§ Supplied text
- - -
Recently, I had the good fortune to spend time with a few people I used to work with and hadn’t seen in a long time. One of these awesome ladies brought her 7-month-old, so I got to snuggle with him (oh, how I’ve missed babies throughout pandemic life). The other awesome lady asked me if I’m still writing my blog, because she is so nice.. I can’t believe people I don’t interact with all the time actually read it. English teachers are my people, after all!
“Honestly… no,” I told her. Not wanting to go into the nuances of mental health, I demurred about how nothing has really happened for me to write about. I haven’t been entirely trapped in a cave of desperation, but much of this year has been painfully boring. Or just depressively boring, aka not the worst but when I’m alone and don’t have plans, my brain convinces me I have no friends and no life and I’ll be alone forever. This is extremely frustrating/distressing to me since it feels like any/all my meditation/anxiety reduction/zen/confidence/trust in the universe that I had curated was washed away at the end of last year. Or, I have to unearth it–carve it out from beneath layers of self-criticism, negative self-talk and heaps of insecurity and shame that the shitstorm of last year dumped on me.
These days, life is gently returning to ‘normal,’ including a much-anticipated switch back to working on campus, aka isolation reduction. The past two weeks, I even wrote in my planner for the first time all year! All year! Maybe it’s the vitamins, maybe it’s the weather, but I do feel like there might be something worth writing.
The fuller truth is, though, that the biggest change this year has been not working at the library. As much as it burned me out to work a part-time on top of a full-time, it has really sucked not being there. I now realize that my library was most of my social life and my local family. Missing my people aside, I did get most of my ideas from interactions from work–who is the Angry Librarian if I’m not a librarian anymore?
That just leaves Angry, and that doesn’t seem to fit–not working in a customer-facing public service job means my anger is totally gone! hahahahaha just kidding. Mostly, I just don’t think the Angry 9-5er has the same ring to it, nor are my musings particularly interesting without a bookish context.
However, until my blog identity crisis resolves, here is a list of things I was almost going to write about during my months of silence. It’s a start.
- Running through the retirement community next door as a strong gust of wind pulled a barrage of helicopters from a maple tree onto the sidewalk, I passed a gentleman and we remarked about how cool it was as the little seeds pelted us and the ground in such numbers
- Running on the sidewalk, I passed two people and the woman told me “good for you!” unprompted (seriously, kindness from strangers is so great)
- Running on the trail, any day the sky was that pure, bright blue (with or without puffy white clouds)
- FaceTime (surprise or scheduled) with my friendos who moved to another state
- Assorted loved-one time
So, it seems there will be a forthcoming longer thing about running, but overall I’m crawling out of my slump. I’ll do my best to post again before it’s a new year!
- - -
§ Records supplied
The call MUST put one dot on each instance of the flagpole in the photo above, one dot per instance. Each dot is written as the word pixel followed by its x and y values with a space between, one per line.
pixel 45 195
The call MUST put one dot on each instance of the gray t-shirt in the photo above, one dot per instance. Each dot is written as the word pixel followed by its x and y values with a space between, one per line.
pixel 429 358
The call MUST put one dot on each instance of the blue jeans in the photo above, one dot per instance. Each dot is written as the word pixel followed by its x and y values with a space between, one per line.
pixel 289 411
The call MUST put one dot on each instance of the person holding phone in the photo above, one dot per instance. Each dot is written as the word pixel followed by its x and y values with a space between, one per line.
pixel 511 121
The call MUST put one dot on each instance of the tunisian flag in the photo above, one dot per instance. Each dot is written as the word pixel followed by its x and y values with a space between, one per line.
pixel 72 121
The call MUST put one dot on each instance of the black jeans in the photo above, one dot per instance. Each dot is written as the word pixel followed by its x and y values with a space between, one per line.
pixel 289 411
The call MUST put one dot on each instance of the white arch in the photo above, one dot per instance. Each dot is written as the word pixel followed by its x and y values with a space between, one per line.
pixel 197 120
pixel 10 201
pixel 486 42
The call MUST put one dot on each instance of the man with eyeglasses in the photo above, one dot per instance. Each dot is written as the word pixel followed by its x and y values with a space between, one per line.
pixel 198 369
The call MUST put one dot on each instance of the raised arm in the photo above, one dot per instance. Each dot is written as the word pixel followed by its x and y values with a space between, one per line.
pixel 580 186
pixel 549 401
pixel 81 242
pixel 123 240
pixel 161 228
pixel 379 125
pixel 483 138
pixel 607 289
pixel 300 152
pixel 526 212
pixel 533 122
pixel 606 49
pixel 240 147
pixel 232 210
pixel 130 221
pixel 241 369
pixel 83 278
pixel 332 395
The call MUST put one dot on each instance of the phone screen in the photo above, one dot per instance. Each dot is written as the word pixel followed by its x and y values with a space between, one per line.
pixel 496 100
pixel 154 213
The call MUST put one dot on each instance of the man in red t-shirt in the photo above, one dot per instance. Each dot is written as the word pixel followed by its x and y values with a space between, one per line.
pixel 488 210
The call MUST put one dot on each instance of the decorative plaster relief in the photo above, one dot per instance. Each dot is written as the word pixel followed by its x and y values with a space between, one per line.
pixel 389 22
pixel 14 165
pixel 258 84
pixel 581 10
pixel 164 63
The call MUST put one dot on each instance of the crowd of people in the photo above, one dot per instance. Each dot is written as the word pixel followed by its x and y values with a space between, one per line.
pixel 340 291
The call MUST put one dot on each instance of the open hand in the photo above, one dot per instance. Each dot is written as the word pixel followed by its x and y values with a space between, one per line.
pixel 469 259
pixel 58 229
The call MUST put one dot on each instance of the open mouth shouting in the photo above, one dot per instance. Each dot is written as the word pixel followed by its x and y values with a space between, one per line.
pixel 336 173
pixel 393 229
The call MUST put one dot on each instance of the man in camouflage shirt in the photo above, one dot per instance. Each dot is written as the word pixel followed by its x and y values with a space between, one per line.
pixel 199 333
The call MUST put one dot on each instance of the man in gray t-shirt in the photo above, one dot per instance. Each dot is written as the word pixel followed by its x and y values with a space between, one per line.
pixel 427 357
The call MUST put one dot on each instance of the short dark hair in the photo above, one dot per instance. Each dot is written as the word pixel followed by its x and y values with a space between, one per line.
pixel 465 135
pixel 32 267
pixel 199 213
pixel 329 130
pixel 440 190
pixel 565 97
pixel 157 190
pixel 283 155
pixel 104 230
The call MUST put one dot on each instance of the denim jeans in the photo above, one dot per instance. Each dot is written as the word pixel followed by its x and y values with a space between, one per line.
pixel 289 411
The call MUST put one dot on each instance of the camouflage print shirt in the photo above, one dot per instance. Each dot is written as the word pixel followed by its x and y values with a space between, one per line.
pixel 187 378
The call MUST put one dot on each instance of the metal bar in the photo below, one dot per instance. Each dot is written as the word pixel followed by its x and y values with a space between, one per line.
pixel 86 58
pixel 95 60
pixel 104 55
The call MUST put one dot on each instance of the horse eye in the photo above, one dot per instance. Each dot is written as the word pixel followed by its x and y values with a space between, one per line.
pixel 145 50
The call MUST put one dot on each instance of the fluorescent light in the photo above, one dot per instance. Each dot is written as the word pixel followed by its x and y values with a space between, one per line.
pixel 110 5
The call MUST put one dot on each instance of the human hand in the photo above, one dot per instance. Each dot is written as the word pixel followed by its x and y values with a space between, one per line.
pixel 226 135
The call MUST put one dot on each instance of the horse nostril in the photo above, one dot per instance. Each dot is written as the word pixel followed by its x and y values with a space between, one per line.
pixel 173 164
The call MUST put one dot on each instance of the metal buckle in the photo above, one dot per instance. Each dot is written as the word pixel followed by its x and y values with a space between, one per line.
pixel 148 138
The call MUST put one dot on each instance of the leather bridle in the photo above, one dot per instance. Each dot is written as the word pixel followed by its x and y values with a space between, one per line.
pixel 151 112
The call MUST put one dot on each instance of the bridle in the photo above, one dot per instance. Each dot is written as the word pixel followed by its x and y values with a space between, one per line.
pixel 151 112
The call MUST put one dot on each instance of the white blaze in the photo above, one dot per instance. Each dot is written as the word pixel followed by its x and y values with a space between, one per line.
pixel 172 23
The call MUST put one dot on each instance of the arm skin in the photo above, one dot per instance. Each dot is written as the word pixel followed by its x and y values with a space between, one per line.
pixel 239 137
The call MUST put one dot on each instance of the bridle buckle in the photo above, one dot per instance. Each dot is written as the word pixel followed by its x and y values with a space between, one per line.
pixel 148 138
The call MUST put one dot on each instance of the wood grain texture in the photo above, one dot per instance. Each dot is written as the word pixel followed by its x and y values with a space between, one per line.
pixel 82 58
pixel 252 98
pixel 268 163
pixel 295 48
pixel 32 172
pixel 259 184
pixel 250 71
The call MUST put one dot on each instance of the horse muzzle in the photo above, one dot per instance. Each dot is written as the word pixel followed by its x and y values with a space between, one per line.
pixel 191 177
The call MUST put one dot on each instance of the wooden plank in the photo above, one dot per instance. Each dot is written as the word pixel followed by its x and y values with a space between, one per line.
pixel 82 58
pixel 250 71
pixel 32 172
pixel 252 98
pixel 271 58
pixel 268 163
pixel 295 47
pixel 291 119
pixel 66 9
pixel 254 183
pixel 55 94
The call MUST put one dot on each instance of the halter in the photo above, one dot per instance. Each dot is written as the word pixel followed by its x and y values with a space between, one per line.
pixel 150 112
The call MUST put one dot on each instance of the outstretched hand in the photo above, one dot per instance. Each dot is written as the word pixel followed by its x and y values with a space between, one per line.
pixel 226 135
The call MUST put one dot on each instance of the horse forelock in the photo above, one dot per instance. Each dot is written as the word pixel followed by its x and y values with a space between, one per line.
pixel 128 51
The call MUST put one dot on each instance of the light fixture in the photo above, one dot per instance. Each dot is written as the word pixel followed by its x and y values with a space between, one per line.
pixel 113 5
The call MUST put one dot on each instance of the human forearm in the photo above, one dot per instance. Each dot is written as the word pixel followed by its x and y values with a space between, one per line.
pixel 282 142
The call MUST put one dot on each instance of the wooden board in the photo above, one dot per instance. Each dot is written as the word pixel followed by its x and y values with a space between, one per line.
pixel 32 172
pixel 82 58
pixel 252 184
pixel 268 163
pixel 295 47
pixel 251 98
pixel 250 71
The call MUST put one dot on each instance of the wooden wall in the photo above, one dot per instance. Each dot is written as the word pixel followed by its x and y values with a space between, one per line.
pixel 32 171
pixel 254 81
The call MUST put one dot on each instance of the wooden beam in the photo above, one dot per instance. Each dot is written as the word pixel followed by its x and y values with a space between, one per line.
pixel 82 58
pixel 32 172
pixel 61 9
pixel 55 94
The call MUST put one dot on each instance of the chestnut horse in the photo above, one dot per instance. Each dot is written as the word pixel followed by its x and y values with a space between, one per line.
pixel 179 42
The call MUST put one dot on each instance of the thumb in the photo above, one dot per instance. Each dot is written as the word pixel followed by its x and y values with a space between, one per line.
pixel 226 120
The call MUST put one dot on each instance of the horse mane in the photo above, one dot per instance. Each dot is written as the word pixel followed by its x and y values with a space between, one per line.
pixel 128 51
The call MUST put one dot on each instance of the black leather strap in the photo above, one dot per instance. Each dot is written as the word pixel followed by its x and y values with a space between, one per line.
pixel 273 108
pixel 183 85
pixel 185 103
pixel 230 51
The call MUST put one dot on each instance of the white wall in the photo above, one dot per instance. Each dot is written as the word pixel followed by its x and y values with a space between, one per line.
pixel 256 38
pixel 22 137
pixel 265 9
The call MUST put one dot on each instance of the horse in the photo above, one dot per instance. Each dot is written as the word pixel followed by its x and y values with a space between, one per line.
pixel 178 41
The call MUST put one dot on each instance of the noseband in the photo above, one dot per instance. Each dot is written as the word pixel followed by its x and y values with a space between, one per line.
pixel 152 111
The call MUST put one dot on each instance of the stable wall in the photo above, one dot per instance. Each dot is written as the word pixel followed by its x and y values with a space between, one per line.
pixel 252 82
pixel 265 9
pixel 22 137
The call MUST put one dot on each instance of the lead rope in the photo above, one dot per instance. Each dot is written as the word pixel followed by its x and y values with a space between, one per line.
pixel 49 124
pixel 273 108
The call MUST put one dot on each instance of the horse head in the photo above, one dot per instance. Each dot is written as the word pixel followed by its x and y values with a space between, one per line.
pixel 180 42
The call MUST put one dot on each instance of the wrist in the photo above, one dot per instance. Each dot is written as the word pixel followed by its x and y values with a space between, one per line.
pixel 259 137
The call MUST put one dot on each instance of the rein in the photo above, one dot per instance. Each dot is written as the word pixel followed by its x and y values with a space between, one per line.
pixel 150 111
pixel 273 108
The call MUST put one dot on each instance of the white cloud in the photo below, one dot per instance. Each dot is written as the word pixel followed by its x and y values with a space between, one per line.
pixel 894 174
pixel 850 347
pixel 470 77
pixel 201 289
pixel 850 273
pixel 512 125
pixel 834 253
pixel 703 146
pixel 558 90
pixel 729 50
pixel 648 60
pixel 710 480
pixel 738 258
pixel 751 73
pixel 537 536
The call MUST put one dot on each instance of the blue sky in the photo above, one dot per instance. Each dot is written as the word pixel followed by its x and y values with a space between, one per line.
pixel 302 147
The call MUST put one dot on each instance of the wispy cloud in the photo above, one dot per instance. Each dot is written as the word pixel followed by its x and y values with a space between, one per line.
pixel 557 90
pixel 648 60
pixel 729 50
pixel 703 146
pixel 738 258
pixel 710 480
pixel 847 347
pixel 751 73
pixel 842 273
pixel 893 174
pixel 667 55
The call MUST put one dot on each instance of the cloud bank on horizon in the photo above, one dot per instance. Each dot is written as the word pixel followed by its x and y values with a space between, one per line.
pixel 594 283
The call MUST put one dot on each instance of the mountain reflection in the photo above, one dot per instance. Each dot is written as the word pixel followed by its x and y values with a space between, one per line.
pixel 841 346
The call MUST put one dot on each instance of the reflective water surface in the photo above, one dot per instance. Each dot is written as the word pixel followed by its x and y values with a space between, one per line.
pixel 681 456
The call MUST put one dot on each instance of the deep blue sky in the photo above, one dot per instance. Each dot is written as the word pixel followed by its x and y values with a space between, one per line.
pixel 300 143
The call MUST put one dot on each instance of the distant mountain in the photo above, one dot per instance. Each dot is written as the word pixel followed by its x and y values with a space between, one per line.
- - -
§ Exercise
In the blog post, what does the writer say the library had been in their life?

§ Completed exercise
Most of the writer's social life and local family.